• [Stored rows]

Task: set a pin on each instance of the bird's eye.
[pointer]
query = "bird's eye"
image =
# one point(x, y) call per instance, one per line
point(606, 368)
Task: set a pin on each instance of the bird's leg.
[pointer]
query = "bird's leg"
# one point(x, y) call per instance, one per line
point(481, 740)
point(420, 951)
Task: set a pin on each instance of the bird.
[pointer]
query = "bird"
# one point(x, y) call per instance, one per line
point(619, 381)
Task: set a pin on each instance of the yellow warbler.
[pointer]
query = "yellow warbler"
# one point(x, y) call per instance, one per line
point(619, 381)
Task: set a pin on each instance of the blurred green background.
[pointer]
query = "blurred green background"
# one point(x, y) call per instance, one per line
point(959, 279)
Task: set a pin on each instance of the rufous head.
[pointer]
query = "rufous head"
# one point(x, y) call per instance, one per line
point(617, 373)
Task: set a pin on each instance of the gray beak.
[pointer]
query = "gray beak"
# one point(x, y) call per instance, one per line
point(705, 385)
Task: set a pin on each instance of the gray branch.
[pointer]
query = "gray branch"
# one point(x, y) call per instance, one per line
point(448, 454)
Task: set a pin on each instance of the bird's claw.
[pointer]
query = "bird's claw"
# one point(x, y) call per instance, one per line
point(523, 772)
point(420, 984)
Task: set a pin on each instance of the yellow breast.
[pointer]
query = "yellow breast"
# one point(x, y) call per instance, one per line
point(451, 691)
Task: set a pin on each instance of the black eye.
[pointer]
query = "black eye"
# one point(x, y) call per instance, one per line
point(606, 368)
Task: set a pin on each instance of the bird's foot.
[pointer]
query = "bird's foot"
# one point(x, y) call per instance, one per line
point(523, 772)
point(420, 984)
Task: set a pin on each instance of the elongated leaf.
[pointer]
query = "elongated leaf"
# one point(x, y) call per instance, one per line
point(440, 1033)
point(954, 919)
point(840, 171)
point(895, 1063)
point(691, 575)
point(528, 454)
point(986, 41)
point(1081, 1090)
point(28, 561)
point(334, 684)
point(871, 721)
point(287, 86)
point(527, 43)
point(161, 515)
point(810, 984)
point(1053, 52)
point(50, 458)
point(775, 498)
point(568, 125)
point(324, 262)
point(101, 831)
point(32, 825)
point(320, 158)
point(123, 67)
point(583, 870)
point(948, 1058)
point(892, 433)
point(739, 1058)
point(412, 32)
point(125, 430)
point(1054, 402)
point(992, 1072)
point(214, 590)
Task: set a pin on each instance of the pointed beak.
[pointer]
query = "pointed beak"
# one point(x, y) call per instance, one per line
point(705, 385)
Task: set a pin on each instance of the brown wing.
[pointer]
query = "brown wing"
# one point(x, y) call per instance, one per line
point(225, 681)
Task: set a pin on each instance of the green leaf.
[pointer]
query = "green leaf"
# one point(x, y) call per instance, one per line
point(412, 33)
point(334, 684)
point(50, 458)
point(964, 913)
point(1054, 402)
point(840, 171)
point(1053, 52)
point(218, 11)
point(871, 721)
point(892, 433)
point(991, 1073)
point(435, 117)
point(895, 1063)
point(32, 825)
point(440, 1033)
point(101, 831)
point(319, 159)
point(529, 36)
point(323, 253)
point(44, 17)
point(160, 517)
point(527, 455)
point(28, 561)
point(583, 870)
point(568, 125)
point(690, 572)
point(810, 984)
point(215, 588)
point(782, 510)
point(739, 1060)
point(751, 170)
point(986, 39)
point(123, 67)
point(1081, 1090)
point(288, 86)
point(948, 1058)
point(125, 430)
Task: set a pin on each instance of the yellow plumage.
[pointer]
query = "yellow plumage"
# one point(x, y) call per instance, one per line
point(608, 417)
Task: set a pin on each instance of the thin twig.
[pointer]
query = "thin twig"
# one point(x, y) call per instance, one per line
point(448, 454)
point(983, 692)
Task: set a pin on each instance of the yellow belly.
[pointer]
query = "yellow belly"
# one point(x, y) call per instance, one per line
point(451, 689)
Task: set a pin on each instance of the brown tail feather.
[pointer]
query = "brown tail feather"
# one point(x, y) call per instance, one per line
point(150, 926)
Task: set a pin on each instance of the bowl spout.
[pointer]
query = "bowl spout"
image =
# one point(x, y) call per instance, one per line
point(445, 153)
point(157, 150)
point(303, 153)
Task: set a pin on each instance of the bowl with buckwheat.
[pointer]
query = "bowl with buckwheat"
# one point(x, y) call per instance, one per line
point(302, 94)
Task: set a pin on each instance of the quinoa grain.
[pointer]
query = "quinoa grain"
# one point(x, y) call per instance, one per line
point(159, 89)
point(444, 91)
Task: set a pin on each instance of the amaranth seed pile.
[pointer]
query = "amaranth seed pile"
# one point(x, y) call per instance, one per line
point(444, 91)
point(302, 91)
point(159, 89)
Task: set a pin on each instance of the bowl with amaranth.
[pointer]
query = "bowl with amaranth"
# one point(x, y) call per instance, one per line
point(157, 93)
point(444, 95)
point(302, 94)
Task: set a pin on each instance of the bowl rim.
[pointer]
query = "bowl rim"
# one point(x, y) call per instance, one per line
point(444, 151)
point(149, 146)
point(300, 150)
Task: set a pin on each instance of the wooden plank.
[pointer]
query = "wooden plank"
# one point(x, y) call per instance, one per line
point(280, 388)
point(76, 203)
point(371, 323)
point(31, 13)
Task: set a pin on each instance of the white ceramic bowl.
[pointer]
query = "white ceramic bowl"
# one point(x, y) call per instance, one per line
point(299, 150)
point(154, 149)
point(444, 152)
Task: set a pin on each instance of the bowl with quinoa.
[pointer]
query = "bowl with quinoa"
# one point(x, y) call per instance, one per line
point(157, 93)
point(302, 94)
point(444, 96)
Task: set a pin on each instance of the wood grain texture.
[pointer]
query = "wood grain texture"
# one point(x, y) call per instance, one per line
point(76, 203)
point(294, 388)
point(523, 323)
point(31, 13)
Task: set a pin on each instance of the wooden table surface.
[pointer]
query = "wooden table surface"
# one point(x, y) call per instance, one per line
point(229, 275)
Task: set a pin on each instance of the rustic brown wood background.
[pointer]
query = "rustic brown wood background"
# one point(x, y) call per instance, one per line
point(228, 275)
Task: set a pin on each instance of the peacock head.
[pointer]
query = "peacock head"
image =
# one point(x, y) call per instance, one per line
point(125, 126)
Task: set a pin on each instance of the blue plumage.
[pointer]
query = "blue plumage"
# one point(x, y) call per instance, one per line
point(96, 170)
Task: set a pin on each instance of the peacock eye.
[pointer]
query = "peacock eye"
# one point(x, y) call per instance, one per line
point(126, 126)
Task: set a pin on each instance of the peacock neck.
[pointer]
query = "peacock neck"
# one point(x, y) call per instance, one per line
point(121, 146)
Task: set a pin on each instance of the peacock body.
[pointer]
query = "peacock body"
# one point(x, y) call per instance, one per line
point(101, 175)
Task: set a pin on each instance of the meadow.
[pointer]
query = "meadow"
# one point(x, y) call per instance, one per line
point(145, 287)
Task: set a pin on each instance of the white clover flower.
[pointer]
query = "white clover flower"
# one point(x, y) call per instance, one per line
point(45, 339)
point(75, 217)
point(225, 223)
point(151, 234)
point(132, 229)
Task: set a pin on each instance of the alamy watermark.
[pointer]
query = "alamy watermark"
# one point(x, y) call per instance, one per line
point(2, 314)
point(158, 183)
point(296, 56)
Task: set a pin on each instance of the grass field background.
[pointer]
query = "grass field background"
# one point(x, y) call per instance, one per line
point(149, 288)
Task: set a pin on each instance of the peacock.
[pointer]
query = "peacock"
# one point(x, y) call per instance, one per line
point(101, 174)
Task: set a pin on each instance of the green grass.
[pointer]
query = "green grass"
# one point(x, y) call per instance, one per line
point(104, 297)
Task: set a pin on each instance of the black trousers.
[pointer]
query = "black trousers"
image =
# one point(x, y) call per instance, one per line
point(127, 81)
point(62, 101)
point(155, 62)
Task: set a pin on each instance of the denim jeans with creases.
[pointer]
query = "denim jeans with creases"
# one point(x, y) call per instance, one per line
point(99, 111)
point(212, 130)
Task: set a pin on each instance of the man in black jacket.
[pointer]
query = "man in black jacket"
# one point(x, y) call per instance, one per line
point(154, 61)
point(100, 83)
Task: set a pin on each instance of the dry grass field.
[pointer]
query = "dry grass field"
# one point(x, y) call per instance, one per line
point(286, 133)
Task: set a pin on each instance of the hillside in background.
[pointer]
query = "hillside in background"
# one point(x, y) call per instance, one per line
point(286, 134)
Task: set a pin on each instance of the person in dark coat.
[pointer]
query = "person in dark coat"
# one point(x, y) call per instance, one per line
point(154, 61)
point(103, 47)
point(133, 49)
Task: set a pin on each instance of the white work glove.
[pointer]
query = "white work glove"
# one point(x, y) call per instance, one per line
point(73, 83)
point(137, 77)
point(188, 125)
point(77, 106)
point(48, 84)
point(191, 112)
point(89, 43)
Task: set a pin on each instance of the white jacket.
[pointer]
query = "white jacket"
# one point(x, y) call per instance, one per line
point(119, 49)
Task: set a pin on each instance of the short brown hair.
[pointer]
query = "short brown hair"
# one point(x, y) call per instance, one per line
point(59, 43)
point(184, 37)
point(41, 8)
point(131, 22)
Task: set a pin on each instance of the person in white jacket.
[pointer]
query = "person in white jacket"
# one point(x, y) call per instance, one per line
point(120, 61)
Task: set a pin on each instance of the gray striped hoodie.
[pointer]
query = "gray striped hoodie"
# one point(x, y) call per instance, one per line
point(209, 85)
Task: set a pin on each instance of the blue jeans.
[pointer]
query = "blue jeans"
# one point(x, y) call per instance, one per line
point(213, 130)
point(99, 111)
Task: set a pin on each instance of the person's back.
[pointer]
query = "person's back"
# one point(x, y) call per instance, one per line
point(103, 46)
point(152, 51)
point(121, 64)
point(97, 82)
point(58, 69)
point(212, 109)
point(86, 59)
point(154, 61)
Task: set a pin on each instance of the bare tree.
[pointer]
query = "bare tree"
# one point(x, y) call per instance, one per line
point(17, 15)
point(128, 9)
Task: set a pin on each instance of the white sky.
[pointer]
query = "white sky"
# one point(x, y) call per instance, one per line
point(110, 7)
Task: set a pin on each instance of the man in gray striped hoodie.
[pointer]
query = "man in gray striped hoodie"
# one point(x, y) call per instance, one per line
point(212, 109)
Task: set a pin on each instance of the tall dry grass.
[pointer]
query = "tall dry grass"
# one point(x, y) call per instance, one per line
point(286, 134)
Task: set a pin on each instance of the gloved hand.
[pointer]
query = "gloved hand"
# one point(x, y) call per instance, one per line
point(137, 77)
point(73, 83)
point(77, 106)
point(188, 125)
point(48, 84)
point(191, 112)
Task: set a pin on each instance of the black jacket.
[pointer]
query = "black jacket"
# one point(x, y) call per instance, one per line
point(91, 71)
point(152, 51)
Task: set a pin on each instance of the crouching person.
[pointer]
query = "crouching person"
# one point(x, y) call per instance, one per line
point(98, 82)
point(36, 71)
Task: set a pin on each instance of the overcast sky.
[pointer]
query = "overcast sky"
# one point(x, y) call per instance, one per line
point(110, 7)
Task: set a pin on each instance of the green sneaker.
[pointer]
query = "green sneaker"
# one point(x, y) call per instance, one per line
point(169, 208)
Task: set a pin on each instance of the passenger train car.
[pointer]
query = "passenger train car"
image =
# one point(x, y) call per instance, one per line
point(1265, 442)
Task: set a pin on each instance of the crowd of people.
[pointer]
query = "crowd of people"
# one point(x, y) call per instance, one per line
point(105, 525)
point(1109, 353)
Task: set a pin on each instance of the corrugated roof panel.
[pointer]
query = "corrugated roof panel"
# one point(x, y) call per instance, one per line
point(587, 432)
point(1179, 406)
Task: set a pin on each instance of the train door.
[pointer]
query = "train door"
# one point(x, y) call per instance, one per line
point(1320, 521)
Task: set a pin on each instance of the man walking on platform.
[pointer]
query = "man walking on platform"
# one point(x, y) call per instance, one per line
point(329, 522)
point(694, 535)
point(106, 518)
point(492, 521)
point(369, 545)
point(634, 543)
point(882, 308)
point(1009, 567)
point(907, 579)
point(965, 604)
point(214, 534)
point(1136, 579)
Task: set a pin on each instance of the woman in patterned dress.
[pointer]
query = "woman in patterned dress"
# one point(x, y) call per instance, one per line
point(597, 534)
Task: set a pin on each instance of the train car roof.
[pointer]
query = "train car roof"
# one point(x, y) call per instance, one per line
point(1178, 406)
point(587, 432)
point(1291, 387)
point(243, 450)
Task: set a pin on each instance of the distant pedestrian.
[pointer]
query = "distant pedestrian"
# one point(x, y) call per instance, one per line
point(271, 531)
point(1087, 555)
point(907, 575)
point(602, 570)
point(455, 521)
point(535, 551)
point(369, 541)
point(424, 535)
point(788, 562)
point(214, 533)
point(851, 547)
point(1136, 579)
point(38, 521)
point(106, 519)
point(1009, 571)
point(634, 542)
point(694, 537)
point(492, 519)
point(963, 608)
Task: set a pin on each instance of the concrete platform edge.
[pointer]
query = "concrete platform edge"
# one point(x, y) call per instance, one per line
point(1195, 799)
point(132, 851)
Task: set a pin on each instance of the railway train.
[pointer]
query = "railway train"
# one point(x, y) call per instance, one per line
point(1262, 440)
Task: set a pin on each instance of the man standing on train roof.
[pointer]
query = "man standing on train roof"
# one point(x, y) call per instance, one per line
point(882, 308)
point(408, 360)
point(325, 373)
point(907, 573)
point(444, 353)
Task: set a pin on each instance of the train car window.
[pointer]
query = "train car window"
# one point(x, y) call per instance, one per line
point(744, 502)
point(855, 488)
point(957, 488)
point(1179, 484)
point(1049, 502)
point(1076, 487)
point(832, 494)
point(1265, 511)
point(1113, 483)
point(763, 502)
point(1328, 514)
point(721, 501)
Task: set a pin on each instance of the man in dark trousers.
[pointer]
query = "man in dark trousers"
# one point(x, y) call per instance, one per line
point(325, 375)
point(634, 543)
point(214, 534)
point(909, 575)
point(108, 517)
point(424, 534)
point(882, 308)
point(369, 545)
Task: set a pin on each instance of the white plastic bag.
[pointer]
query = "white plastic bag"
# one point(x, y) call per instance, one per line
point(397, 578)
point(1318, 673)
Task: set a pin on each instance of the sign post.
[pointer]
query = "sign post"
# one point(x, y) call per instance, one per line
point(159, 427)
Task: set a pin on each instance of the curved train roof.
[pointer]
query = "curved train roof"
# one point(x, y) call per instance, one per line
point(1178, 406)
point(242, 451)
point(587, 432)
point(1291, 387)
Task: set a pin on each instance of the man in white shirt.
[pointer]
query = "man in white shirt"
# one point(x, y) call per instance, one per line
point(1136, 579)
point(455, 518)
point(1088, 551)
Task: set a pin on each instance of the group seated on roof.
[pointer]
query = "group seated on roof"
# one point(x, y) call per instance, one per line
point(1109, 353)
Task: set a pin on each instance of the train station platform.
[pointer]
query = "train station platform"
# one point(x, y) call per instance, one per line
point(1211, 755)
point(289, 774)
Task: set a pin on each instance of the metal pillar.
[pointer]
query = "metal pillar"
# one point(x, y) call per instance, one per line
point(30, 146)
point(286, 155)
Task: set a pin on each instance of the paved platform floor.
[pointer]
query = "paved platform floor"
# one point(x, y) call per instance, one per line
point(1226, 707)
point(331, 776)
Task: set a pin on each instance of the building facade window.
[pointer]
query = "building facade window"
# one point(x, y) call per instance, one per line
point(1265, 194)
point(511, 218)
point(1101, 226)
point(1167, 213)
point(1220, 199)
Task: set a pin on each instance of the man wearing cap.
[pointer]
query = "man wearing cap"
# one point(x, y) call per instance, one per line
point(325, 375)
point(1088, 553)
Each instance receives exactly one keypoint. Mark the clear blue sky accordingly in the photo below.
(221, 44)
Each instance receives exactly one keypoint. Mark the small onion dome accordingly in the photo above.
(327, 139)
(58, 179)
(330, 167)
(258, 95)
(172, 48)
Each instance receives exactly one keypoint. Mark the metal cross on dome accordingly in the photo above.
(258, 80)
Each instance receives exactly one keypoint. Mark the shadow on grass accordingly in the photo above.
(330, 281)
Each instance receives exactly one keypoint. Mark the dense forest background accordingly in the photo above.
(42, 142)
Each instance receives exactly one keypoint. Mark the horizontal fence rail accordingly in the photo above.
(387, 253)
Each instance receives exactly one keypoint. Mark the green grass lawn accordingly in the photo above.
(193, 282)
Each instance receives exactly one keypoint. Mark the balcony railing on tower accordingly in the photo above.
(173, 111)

• [Aim]
Put every line of the data from the line containing "Task: set a pin on each instance of the train station" through the line containing "point(331, 776)", both included, into a JSON list of strings with one string per line. Leave out blank lines.

• [Worked answer]
[
  "Task: set a pin on each instance of the train station platform.",
  "[pointer]",
  "query = \"train station platform\"",
  "# one point(x, y) call per instance, one per line",
  "point(1211, 755)",
  "point(289, 774)",
  "Task: set a pin on each instance of the metal pillar.",
  "[pointer]",
  "query = \"metal pillar\"",
  "# one point(x, y) call per instance, one per line",
  "point(30, 146)",
  "point(286, 155)",
  "Task: set a pin on each instance of the paved platform floor.",
  "[pointer]",
  "query = \"paved platform floor\"",
  "# one point(x, y) call per instance, one per line",
  "point(1226, 707)",
  "point(331, 776)"
]